Stored items from a collection:
-=-=-

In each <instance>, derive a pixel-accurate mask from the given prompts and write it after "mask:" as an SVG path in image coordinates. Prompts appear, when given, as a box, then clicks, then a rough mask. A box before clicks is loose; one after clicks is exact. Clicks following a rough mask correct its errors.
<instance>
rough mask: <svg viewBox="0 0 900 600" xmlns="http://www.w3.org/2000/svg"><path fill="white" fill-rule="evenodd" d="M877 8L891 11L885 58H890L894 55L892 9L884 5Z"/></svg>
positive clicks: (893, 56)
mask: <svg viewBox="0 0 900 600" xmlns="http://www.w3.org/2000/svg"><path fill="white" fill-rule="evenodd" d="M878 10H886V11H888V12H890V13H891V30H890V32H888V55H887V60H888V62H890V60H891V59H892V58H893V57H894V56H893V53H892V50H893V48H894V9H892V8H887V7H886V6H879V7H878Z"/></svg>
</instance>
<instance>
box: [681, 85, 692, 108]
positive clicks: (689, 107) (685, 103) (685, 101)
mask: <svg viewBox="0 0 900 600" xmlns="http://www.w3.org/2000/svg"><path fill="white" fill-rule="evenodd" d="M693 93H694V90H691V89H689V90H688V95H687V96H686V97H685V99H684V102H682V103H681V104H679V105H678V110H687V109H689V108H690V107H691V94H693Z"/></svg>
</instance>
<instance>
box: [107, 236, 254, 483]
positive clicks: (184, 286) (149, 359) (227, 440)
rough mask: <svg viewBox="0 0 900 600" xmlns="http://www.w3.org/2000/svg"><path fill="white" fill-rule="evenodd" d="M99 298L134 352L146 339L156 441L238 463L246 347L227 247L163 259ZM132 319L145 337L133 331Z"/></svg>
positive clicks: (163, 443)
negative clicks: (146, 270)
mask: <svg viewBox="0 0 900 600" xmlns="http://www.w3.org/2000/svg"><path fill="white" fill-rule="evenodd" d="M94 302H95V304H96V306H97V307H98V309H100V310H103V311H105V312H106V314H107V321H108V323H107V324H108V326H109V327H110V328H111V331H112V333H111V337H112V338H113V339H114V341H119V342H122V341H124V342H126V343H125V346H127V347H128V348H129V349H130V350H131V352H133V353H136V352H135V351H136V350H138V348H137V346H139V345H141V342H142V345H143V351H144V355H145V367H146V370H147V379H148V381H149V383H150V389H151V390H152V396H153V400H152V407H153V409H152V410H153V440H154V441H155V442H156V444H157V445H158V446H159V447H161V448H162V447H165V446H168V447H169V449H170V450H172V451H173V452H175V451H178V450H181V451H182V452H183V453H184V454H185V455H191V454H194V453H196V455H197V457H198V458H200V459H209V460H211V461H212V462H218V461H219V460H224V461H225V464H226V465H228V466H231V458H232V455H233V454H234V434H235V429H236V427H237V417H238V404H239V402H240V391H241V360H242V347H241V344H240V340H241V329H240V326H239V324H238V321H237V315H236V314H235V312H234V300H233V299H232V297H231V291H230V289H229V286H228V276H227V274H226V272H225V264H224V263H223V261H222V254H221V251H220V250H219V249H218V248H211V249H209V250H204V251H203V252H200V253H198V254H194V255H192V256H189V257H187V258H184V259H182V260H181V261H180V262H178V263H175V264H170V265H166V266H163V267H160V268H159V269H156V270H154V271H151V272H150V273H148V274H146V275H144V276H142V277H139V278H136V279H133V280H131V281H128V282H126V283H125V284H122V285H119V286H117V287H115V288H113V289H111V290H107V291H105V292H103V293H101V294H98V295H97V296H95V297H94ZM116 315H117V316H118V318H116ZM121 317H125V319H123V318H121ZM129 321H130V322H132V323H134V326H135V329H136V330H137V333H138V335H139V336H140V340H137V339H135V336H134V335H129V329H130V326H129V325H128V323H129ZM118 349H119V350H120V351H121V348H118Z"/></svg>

-=-=-

REQUIRED ACTION:
Return a word-for-word copy of the lines above from the one holding "positive clicks: (893, 56)" through the one holding "positive clicks: (163, 443)", with both of them included and nothing besides.

EXPECTED ANSWER:
positive clicks: (893, 56)
mask: <svg viewBox="0 0 900 600" xmlns="http://www.w3.org/2000/svg"><path fill="white" fill-rule="evenodd" d="M878 10H886V11H888V12H890V13H891V30H890V32H888V55H887V60H888V62H890V60H891V59H892V58H893V57H894V56H893V53H892V50H893V48H894V9H892V8H887V7H886V6H879V7H878Z"/></svg>
</instance>
<instance>
box: [681, 85, 692, 108]
positive clicks: (689, 107) (685, 103) (685, 101)
mask: <svg viewBox="0 0 900 600" xmlns="http://www.w3.org/2000/svg"><path fill="white" fill-rule="evenodd" d="M693 93H694V90H691V89H689V90H688V95H687V96H686V97H685V99H684V102H682V103H681V104H679V105H678V110H687V109H689V108H690V107H691V94H693Z"/></svg>
</instance>
<instance>
box: [107, 236, 254, 483]
positive clicks: (184, 286) (149, 359) (227, 440)
rough mask: <svg viewBox="0 0 900 600" xmlns="http://www.w3.org/2000/svg"><path fill="white" fill-rule="evenodd" d="M99 298L134 352L146 339L156 441L238 463L246 347L227 247L163 259ZM132 319L145 337L133 331Z"/></svg>
positive clicks: (163, 443)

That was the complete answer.